= Point localization data =
================================

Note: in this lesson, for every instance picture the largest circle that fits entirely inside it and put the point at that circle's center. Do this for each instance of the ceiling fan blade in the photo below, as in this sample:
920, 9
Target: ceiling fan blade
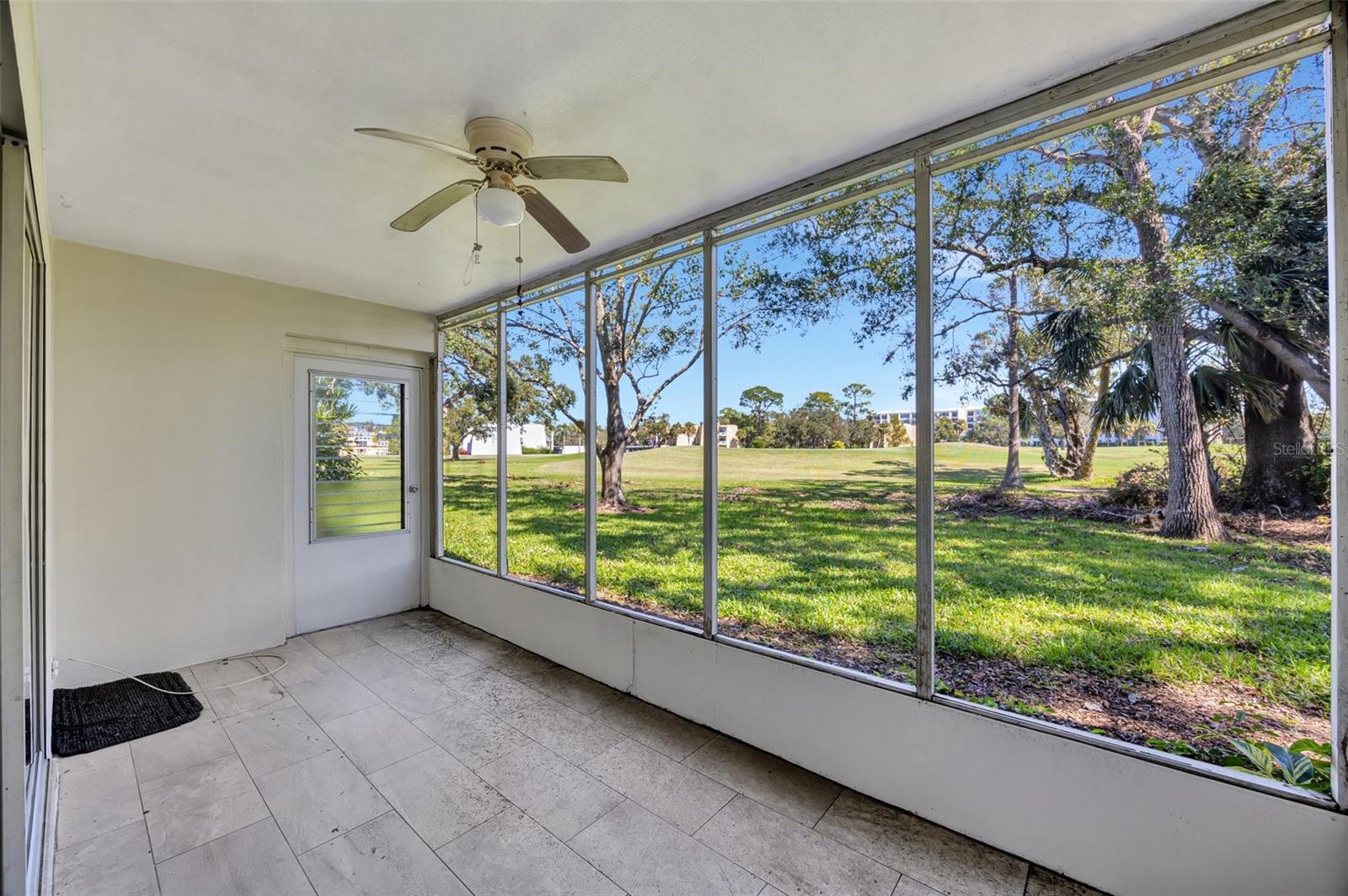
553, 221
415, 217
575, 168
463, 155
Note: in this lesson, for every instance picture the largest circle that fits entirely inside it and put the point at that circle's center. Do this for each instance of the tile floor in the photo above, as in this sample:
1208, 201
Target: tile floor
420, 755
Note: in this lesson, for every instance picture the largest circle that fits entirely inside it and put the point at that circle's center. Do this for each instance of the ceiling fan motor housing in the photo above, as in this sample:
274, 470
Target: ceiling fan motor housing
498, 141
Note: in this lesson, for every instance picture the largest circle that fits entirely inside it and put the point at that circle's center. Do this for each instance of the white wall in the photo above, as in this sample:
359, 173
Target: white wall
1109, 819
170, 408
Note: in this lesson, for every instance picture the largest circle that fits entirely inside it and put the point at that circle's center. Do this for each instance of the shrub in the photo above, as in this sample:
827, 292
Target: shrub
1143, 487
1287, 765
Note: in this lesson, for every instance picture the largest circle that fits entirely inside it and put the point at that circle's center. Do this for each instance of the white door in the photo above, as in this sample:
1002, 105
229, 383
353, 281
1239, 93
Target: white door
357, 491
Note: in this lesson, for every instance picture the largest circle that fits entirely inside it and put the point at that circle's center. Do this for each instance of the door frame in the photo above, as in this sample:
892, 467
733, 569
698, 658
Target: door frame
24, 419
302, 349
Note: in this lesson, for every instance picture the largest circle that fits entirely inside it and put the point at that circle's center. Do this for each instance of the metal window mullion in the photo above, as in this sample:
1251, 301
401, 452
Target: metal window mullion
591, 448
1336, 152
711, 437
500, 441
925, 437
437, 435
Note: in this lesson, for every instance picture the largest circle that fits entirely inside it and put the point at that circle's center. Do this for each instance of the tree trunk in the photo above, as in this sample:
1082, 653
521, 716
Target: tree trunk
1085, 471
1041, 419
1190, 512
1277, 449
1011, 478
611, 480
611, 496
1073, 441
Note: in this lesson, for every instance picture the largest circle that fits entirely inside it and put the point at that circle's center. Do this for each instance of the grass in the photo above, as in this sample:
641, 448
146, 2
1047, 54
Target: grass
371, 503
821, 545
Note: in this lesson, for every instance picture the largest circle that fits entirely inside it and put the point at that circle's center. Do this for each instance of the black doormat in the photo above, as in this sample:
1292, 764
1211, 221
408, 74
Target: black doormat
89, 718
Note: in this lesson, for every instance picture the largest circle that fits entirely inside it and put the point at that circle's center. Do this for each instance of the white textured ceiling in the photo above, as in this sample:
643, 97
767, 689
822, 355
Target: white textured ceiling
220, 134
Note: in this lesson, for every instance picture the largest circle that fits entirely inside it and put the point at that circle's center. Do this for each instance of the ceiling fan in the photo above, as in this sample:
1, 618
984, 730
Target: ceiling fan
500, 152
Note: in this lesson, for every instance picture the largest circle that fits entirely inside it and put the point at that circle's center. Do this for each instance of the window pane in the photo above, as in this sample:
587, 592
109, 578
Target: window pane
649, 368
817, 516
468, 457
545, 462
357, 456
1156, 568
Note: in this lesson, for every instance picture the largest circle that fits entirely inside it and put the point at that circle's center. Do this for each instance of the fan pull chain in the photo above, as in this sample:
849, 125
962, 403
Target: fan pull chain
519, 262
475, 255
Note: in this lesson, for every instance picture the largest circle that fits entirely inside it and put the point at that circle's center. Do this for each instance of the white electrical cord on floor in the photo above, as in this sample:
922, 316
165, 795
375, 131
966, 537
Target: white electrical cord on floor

================================

Omit the pictures; print the records above exactly.

= Answer for this exercise =
Note: in this lesson, for every instance picture the largest circle that fits entirely inside it and put the point at that circle's center. Do this for each instance of the ceiling fan blade in the photo below, as in this sample:
920, 9
Target: ceiling fan blade
553, 221
415, 217
575, 168
463, 155
Note: in this lesson, for every instance picture the largest circle that fits entirely inside it and put the point at that circle's center. Do this for each instance of the tile floor in the photo above, as in this sample:
1208, 201
Target: tile floor
420, 755
Note: in this lesson, for every instance picture the largest circle that fits entirely inside it and put the point at that circle's center. Do this for each instance of the ceiling fan motor housing in the photo above, as in this sample:
274, 470
Target: ceiling fan motor housing
498, 141
Note: in this lesson, for every instance picture the largest circle that fits entirely inside it and put the point at that circle's center. Do this for each instance of the white wall in the photo above, as in this sample:
359, 173
Target: white wall
1109, 819
170, 408
Note: in this lesson, for every instance picture the largest circle that fits entirely inside it and put the point at that circle's center. Do this for each instance of the shrub in the photo above, as in this sample:
827, 292
Target: shrub
1143, 487
1287, 765
Note: in this lesson, for every instance picture the largest circle that fits entirely inside it and put the point at that circle's center. Do this for each instance of the white door in the photo above, as in this sample:
1002, 105
229, 383
353, 281
1239, 93
Target: white door
357, 491
Note: in this lesson, for every instance picture the largest circle that fits entirely inside it and put the point at that circle's center. Do this for each instance of the door frame in the photo above, as in this sample:
892, 467
733, 569
698, 658
Target: door frame
24, 419
302, 349
Note: in this lesson, for every instance picture the largest circle that fits entirely inside it and put the point at that circle's center. Do this for each instance of the metal window mullion in the photo above, as in this sample:
1251, 301
401, 452
Target: metal window mullion
591, 448
1336, 152
711, 437
500, 441
925, 437
437, 435
Note: in this lesson, for every instance picture the largest circle that fits entirely inside it and put the point at that circle's center. Do this for each instance of the tree trunk in the photo above, as in this sample:
1082, 653
521, 716
Target: tree trunk
1085, 471
1041, 419
1190, 512
1277, 449
1011, 478
611, 480
611, 496
1073, 441
Note: in this lesson, for every instance picture the largest circle that fits entirely inside it and put the point at that circle's center. Do this for each instance of the grass in the photo above, as in this sample:
641, 448
146, 2
1047, 54
Target: grass
371, 503
821, 545
Note: in this lesson, for every instance picture the largest circle that fits entirely inside it and put the point at that circle's center. Do this for each instance of the black doormat in the photo above, as in this sample:
1292, 764
1211, 221
408, 74
Target: black doormat
89, 718
Note: in this lesson, for every instance picture the largest circle that fits entirely inside it and put the point at that circle's center. Do this for each instance of the white textured ceiling in the photo above, as in this sample:
643, 97
767, 689
822, 355
Target: white textured ceiling
220, 134
Note: in this lesson, for every instance picture the largest circle that fits entirely inside it and put the point at that circle's center. Do this for each instance of the ceiling fan in the photo above, as in this sample:
1, 618
984, 730
Target: ceiling fan
500, 152
Note: in this lesson, for every instance picture the largest circle that fits entirely inside it and put the point at that circle's center. Do this for each instance of the window pane in the photo above, as in this sample:
587, 592
109, 578
Target: window pane
649, 368
817, 516
468, 457
545, 462
357, 456
1156, 568
Note: in this lesson, for every instance picture the largest circle that fits entirely inside it and put the point at that circle's center. Do this for each instance of the fan pull chain in the photo above, as in this sample:
849, 125
962, 403
Target: fan pull chain
519, 262
475, 255
Note: in this lesson, for every instance picture the largest circle that fits entirely inside it and put the point at that circle's center. Do this for each instance of the white electrical cord on floor in the photo above, as in this sample:
922, 316
165, 795
375, 131
966, 537
Target: white electrical cord on floor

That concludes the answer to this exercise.